▶ _HOW TO COMPLETE THIS TASK_: Please copy the listing that follows exactly, leaving out any pictures.

▶ _ENTRIES PROVIDED_:
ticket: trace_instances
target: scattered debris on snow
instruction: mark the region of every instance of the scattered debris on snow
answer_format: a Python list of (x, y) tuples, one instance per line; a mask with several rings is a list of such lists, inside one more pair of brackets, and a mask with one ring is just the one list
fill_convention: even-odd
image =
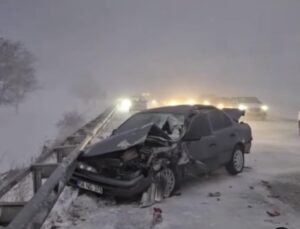
[(266, 212), (271, 217), (277, 217), (277, 216), (281, 215), (278, 209), (271, 209), (271, 210), (268, 210)]
[(150, 228), (154, 228), (157, 224), (163, 221), (161, 208), (153, 208), (153, 218)]
[(220, 197), (221, 193), (220, 192), (210, 192), (208, 194), (208, 197)]
[(264, 187), (268, 188), (268, 189), (271, 189), (271, 188), (272, 188), (272, 185), (270, 184), (269, 181), (262, 180), (262, 181), (261, 181), (261, 184), (262, 184)]

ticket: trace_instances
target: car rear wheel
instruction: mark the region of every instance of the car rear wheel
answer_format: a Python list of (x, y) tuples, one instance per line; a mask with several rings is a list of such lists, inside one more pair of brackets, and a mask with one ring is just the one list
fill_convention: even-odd
[(226, 170), (231, 175), (237, 175), (243, 172), (245, 165), (244, 151), (242, 147), (235, 147), (232, 153), (231, 160), (226, 165)]

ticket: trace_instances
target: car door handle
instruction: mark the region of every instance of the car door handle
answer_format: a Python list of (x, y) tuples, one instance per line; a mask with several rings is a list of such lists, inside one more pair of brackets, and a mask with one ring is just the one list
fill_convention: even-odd
[(211, 143), (211, 144), (209, 145), (210, 148), (213, 148), (213, 147), (216, 147), (216, 146), (217, 146), (216, 143)]
[(235, 134), (235, 133), (231, 133), (229, 136), (230, 136), (231, 138), (234, 138), (234, 137), (236, 136), (236, 134)]

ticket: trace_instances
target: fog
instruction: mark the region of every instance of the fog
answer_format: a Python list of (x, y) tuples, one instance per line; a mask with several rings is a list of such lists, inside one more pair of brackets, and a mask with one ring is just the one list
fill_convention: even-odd
[(2, 0), (0, 36), (35, 55), (41, 89), (18, 115), (0, 107), (0, 153), (27, 158), (53, 138), (64, 111), (88, 113), (70, 92), (86, 74), (108, 100), (142, 91), (254, 95), (294, 118), (299, 12), (297, 0)]

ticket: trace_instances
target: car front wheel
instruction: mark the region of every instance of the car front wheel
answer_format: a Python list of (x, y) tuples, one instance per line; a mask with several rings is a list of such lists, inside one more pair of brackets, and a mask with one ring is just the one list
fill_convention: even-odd
[(157, 174), (159, 189), (164, 198), (170, 197), (180, 188), (184, 178), (184, 167), (169, 165)]
[(158, 174), (159, 186), (164, 198), (170, 197), (176, 188), (176, 175), (171, 168), (164, 168)]
[(237, 175), (243, 172), (245, 165), (244, 152), (241, 147), (236, 147), (233, 150), (231, 160), (226, 165), (226, 170), (231, 175)]

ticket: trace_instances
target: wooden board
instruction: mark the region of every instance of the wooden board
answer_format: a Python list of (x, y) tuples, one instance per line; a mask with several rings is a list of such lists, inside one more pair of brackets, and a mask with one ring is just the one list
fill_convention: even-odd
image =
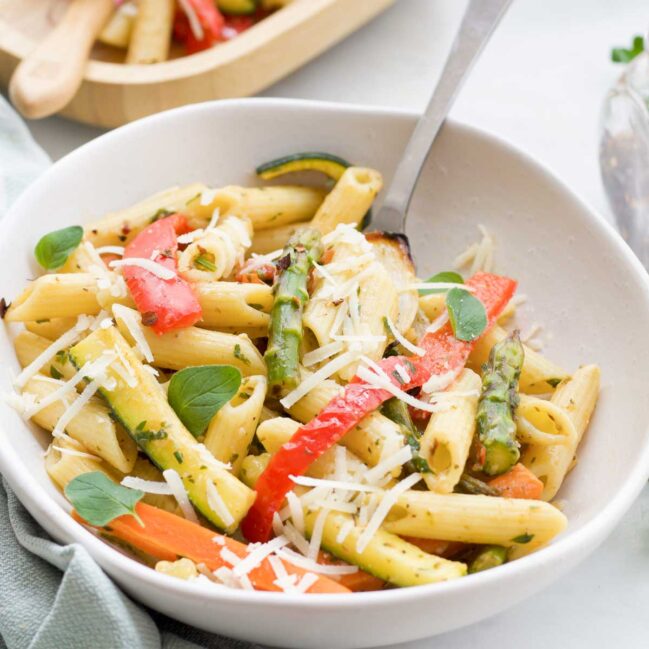
[[(246, 97), (290, 74), (395, 0), (293, 0), (248, 31), (193, 56), (126, 65), (97, 46), (84, 82), (61, 112), (97, 126), (119, 126), (184, 104)], [(0, 0), (0, 82), (56, 24), (67, 0)]]

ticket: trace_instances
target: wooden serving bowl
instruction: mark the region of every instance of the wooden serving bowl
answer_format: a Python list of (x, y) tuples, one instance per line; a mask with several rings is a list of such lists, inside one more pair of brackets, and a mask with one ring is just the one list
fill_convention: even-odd
[[(59, 20), (68, 0), (0, 0), (0, 81)], [(95, 45), (84, 81), (61, 111), (96, 126), (120, 126), (183, 104), (244, 97), (290, 74), (378, 15), (394, 0), (293, 0), (209, 50), (155, 65), (121, 63)]]

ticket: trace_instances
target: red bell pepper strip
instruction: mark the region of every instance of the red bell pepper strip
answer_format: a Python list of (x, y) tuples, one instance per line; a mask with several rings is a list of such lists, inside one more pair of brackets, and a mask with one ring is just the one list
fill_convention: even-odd
[(179, 8), (174, 18), (174, 37), (185, 46), (187, 54), (207, 50), (216, 43), (225, 40), (223, 27), (225, 18), (216, 8), (214, 0), (187, 0), (198, 18), (203, 30), (203, 38), (194, 34), (187, 14)]
[[(189, 230), (181, 214), (172, 214), (142, 230), (124, 250), (124, 259), (138, 257), (151, 259), (154, 251), (156, 263), (177, 270), (177, 234)], [(135, 301), (135, 306), (157, 334), (172, 329), (190, 327), (202, 317), (201, 305), (194, 292), (182, 277), (162, 279), (137, 266), (124, 266), (124, 279)]]
[[(487, 329), (503, 311), (516, 290), (516, 282), (508, 277), (476, 273), (467, 281), (473, 295), (485, 306)], [(485, 329), (485, 331), (487, 330)], [(465, 366), (475, 342), (458, 340), (451, 325), (424, 335), (419, 345), (426, 350), (423, 357), (391, 356), (379, 366), (402, 390), (420, 387), (432, 375), (449, 371), (458, 373)], [(401, 385), (393, 374), (396, 364), (409, 369), (410, 382)], [(338, 442), (358, 422), (392, 397), (387, 390), (368, 388), (358, 377), (347, 384), (342, 394), (334, 397), (308, 424), (271, 458), (261, 474), (255, 490), (257, 498), (243, 519), (241, 529), (250, 541), (265, 541), (270, 537), (273, 515), (281, 507), (286, 494), (293, 488), (291, 475), (302, 475), (325, 451)]]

▶ _EXERCISE RESPONSE_:
ticket: trace_instances
target: scattered debris on snow
instruction: mark the region of every instance of the scattered debris on snow
answer_format: a Python list of (x, y) tuples, one instance per line; a mask with several rings is a list of such lists, inside one more pair of brackets, and a mask with one ring is just the one list
fill_convention: even-odd
image =
[(266, 212), (271, 217), (277, 217), (277, 216), (281, 215), (278, 209), (271, 209), (271, 210), (268, 210)]
[(150, 228), (154, 228), (157, 224), (163, 221), (161, 208), (153, 208), (153, 218)]
[(220, 197), (221, 193), (220, 192), (210, 192), (208, 194), (208, 197)]
[(264, 187), (268, 188), (268, 189), (271, 189), (271, 188), (272, 188), (272, 185), (270, 184), (269, 181), (262, 180), (262, 181), (261, 181), (261, 184), (262, 184)]

ticket: trace_instances
target: car rear wheel
instruction: mark the region of every instance of the car rear wheel
answer_format: a Python list of (x, y) tuples, one instance per line; a mask with several rings is a list of such lists, inside one more pair of brackets, and a mask with one ring is just the one list
fill_convention: even-odd
[(226, 170), (231, 175), (237, 175), (243, 172), (245, 165), (244, 151), (242, 147), (235, 147), (232, 153), (231, 160), (226, 165)]

ticket: trace_instances
target: car door handle
instruction: mark the region of every instance of the car door handle
answer_format: a Python list of (x, y) tuples, one instance per line; a mask with several rings is a list of such lists, inside one more pair of brackets, and a mask with one ring is just the one list
fill_convention: even-odd
[(211, 143), (211, 144), (209, 145), (210, 148), (213, 148), (213, 147), (216, 147), (216, 146), (217, 146), (216, 143)]
[(235, 134), (235, 133), (231, 133), (229, 136), (230, 136), (231, 138), (234, 138), (234, 137), (236, 136), (236, 134)]

ticket: trace_instances
target: fog
instruction: mark the region of every instance of the fog
answer_format: a Python list of (x, y) tuples, one instance per line; a mask with several rings is a list of such lists, inside one more pair of brackets, and a mask with one ring is just the one list
fill_convention: even-odd
[(2, 0), (0, 36), (35, 55), (41, 89), (18, 115), (0, 107), (0, 153), (27, 158), (53, 138), (64, 111), (88, 113), (70, 92), (86, 74), (108, 100), (142, 91), (254, 95), (294, 118), (299, 12), (297, 0)]

ticket: trace_instances
target: car front wheel
instruction: mark the region of every instance of the car front wheel
answer_format: a Python list of (x, y) tuples, one instance per line; a mask with several rings is a list of such lists, inside one more pair of brackets, and a mask with one ring is just the one list
fill_convention: even-odd
[(157, 174), (159, 189), (164, 198), (170, 197), (180, 188), (184, 178), (184, 167), (169, 165)]
[(158, 174), (159, 186), (164, 198), (170, 197), (176, 188), (176, 175), (171, 168), (164, 168)]
[(237, 175), (243, 172), (245, 165), (244, 152), (241, 147), (236, 147), (233, 150), (231, 160), (226, 165), (226, 170), (231, 175)]

ticket: trace_instances
target: wooden board
instruction: mark the region of every instance of the wooden board
answer_format: a Python list of (x, y) tuples, one instance per line; a mask with several rings is a list of such lists, inside one more pair of brackets, and a mask with one ring is just the one list
fill_convention: even-odd
image =
[[(246, 97), (290, 74), (395, 0), (293, 0), (248, 31), (193, 56), (126, 65), (97, 46), (84, 82), (61, 112), (97, 126), (119, 126), (184, 104)], [(0, 0), (0, 82), (56, 24), (67, 0)]]

ticket: trace_instances
target: wooden serving bowl
instruction: mark the region of every instance of the wooden serving bowl
answer_format: a Python list of (x, y) tuples, one instance per line; a mask with several rings is a list of such lists, inside one more pair of brackets, and a mask with one ring is just the one list
fill_convention: even-odd
[[(59, 20), (68, 0), (0, 0), (0, 81)], [(95, 45), (84, 81), (61, 111), (96, 126), (120, 126), (183, 104), (244, 97), (290, 74), (378, 15), (394, 0), (293, 0), (209, 50), (155, 65), (121, 63)]]

ticket: trace_instances
target: red bell pepper strip
instruction: mark the region of every instance of the red bell pepper strip
answer_format: a Python list of (x, y) tuples, one instance per line; a mask with several rings is a list of such lists, inside one more pair of brackets, and a mask with one ring is just the one list
fill_convention: even-odd
[(179, 8), (174, 18), (174, 37), (185, 46), (187, 54), (207, 50), (216, 43), (225, 40), (223, 27), (225, 18), (216, 8), (214, 0), (187, 0), (198, 18), (203, 30), (203, 38), (194, 34), (187, 14)]
[[(189, 230), (181, 214), (172, 214), (142, 230), (124, 250), (124, 259), (138, 257), (151, 259), (154, 251), (156, 263), (177, 270), (177, 234)], [(135, 301), (135, 306), (157, 334), (172, 329), (190, 327), (202, 317), (201, 305), (194, 292), (182, 277), (162, 279), (137, 266), (124, 266), (124, 279)]]
[[(487, 329), (503, 311), (516, 290), (516, 282), (508, 277), (476, 273), (467, 281), (473, 295), (485, 306)], [(485, 329), (485, 331), (487, 330)], [(465, 366), (475, 342), (458, 340), (451, 325), (424, 335), (419, 345), (426, 350), (423, 357), (391, 356), (379, 366), (402, 390), (420, 387), (432, 375), (449, 371), (458, 373)], [(401, 385), (393, 374), (396, 364), (409, 369), (410, 382)], [(338, 442), (358, 422), (392, 397), (387, 390), (368, 388), (358, 377), (347, 384), (342, 394), (334, 397), (308, 424), (271, 458), (261, 474), (255, 490), (257, 498), (243, 519), (241, 529), (250, 541), (265, 541), (270, 537), (273, 515), (281, 507), (286, 494), (293, 488), (291, 475), (302, 475), (325, 451)]]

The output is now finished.